» Problem 1
From the schizophrenia text, list every measure that aripiprazole is stated not to increase.
» Problem 2
Answer these questions using the schizophrenia text:
(a) During what period of life does schizophrenia mostly start?
(b) Dopaminergic hyperactivation in mesolimbic regions is related to which symptoms?
(c) Which Dopamine Stabilizing Agent was approved first by regulatory agencies?

» Reading text
-- Opening Marker --
Schizophrenia is a major mental disorder starting mostly during adolescence and cause significant disability. Positive and negative symptoms and cognitive dysfunctions are main domains of schizophrenia. Dopaminergic hyperactivation in mesolimbic regions is related to positive symptoms whereas hypodopaminergic activity in prefrontal regions is related to negative symptoms and cognitive impairments. Therefore an ideal antipsychotic must have the ability to decrease hyperdopaminergic activity in mesolimbic areas and increase dopaminergic hypoactivation in prefrontal lobes. Recently developed Serotonin Dopamine Antagonists (SDA) have this ability. Dopamine Stabilizing Agents (DSA) demonstrate similar characteristics resembling to this hypothesis. DSA functions according to to the levels of dopamine. SDA decreases dopamine if high, and increases it if low (“Dual Effect”). Aripiprazole, a DSA that was approved first by regulatory agencies, improves positive and negative symptoms clinically in patients with schizophrenia and is safe. It also causes less Extrapyramidal Side Effects, no increase in prolactin levels, serum glucose, cholesterol and triglyceride levels, weight, and blood pressure that are all related to metabolic syndrome.
-- Closing Marker --
(Items from a data source)
-- Opening Marker --
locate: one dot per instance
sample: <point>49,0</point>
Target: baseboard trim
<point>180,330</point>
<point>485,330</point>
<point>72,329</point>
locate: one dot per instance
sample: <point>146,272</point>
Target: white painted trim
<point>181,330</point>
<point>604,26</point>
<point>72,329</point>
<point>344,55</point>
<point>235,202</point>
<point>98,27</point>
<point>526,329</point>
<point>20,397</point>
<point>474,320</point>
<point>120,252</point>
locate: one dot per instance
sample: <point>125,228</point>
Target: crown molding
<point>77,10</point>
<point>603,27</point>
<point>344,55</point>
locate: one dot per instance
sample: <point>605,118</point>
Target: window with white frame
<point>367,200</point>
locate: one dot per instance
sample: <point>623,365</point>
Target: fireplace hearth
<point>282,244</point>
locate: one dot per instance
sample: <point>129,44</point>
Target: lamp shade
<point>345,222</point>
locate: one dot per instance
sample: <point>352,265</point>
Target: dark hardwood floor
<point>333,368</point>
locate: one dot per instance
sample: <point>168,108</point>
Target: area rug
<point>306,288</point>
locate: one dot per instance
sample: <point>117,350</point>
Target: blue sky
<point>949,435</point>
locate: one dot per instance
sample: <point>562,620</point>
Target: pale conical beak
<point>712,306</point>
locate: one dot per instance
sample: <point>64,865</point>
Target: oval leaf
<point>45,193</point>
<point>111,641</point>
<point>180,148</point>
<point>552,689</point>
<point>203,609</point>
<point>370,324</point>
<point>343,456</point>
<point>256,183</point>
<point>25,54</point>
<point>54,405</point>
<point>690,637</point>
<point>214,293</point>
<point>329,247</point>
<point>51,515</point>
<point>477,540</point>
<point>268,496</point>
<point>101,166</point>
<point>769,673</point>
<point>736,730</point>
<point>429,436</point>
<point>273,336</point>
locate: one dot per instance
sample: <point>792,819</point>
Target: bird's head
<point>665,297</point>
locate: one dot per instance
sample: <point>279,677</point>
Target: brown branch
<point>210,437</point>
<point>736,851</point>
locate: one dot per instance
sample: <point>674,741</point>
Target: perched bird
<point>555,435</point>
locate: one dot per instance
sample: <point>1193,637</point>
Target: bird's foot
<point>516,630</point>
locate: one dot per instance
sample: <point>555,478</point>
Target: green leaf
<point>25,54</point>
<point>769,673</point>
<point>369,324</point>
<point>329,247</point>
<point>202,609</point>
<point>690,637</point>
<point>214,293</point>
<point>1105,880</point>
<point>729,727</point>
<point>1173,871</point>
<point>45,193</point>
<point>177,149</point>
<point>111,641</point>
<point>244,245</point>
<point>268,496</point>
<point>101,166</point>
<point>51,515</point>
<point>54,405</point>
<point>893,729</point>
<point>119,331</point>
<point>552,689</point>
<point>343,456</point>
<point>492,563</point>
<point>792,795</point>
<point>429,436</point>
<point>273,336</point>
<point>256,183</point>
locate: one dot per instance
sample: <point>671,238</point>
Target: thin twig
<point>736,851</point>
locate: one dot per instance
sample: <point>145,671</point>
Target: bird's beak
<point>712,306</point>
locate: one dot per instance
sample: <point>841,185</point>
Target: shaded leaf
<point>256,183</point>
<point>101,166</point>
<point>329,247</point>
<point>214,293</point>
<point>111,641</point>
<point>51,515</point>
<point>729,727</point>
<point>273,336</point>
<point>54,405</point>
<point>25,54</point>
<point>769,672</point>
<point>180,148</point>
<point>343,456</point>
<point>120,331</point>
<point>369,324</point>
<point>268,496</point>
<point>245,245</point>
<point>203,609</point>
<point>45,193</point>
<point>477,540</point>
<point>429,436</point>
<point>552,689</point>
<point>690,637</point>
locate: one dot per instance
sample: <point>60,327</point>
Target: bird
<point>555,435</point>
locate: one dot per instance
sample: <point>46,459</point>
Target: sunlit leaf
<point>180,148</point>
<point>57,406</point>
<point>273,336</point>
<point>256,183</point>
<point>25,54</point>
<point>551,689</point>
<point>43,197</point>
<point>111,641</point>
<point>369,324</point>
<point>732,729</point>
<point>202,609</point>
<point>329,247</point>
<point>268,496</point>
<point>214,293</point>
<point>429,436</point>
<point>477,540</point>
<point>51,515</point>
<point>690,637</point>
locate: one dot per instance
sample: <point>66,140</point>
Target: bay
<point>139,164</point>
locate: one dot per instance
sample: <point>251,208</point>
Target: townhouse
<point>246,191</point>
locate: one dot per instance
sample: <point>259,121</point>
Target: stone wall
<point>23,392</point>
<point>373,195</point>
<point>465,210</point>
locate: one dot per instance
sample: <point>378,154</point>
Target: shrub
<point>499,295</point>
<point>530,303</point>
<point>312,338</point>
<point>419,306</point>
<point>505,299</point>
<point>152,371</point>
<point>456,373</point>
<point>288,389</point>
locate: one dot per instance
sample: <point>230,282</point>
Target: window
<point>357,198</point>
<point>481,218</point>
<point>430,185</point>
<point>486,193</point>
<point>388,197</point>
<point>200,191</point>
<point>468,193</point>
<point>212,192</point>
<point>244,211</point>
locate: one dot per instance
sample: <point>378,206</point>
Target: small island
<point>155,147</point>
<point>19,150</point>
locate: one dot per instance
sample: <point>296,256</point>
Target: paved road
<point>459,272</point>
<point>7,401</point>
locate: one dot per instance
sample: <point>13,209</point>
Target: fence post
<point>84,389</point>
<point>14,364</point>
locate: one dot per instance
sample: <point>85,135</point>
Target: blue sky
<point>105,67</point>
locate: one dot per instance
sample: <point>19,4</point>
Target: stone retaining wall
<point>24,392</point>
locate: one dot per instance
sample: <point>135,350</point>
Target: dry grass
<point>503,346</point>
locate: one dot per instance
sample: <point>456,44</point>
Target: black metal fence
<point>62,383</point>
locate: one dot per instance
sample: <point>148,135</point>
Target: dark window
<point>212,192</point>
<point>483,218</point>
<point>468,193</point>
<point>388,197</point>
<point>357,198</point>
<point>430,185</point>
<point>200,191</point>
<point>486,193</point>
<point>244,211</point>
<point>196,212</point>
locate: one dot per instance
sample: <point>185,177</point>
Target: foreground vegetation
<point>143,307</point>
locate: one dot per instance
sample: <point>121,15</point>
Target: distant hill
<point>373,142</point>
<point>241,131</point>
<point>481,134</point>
-- Closing Marker --
» Answer area 1
- Prolactin levels
- Serum glucose
- Cholesterol
- Triglyceride levels
- Weight
- Blood pressure

» Answer area 2
(a) During adolescence.
(b) Positive symptoms.
(c) Aripiprazole.